**Tarefa a fazer**
Pode transcrever, palavra por palavra e sem qualquer alteração, todo o texto sobre Os Amantes Crucificados?

**Texto de origem**

☆ ☆ ☆ ☆ ☆

Continuando o nosso pequeno ciclo dedicado ao grande Kenji Mizoguchi (ou Mizo-San, como lhe chamava Yoshikata Yoda), chegamos aos Amantes Crucificados, outro portento dramático e trágico ao qual poucas palavras poderão fazer justiça e que vai ser a nossa próxima sessão, ainda nas salas de cinema do Braga Shopping.
Na folha da Cinemateca sobre o filme, João Bénard da Costa escreveu que "na tradição ocidental, bimilenária, a Cruz é o símbolo da Paixão. Paixão de Deus pela Humanidade. E a palavra atinge, nessa dimensão, o seu pleno significado etimológico (de passio = sofrer, como se sabe) e, o seu pleno significado metafórico e corrente, na associação à "loucura do Amor". Por esse Amor Louco por todos nós, humanos, morreu Cristo, Filho de Deus Vivo, na Cruz.
"Antes de Cristo, no mundo romano, a cruz era o suplício dos escravos transgressores. Morrendo na Cruz, Cristo aceitou essa dupla condição: a de escravo e a de transgressor. Morreu como o último dos homens por ter transgredido a Lei do seu povo.

☆ ☆ ☆ ☆ ☆

**Dados recolhidos**
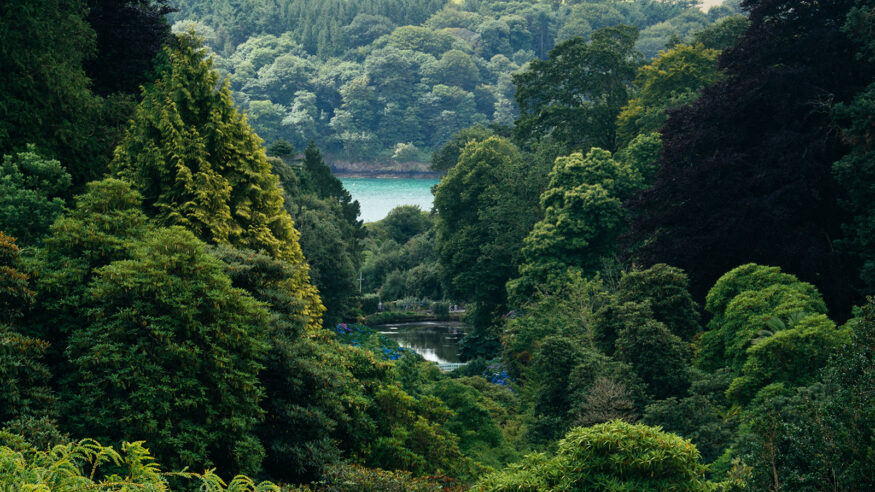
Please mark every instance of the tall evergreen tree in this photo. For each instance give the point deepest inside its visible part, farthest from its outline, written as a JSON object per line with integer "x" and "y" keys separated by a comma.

☆ ☆ ☆ ☆ ☆

**Tarefa concluída**
Continuando o nosso pequeno ciclo dedicado ao grande Kenji Mizoguchi (ou Mizo-San, como lhe chamava Yoshikata Yoda), chegamos aos Amantes Crucificados, outro portento dramático e trágico ao qual poucas palavras poderão fazer justiça e que vai ser a nossa próxima sessão, ainda nas salas de cinema do Braga Shopping.
Na folha da Cinemateca sobre o filme, João Bénard da Costa escreveu que "na tradição ocidental, bimilenária, a Cruz é o símbolo da Paixão. Paixão de Deus pela Humanidade. E a palavra atinge, nessa dimensão, o seu pleno significado etimológico (de passio = sofrer, como se sabe) e, o seu pleno significado metafórico e corrente, na associação à "loucura do Amor". Por esse Amor Louco por todos nós, humanos, morreu Cristo, Filho de Deus Vivo, na Cruz.
"Antes de Cristo, no mundo romano, a cruz era o suplício dos escravos transgressores. Morrendo na Cruz, Cristo aceitou essa dupla condição: a de escravo e a de transgressor. Morreu como o último dos homens por ter transgredido a Lei do seu povo.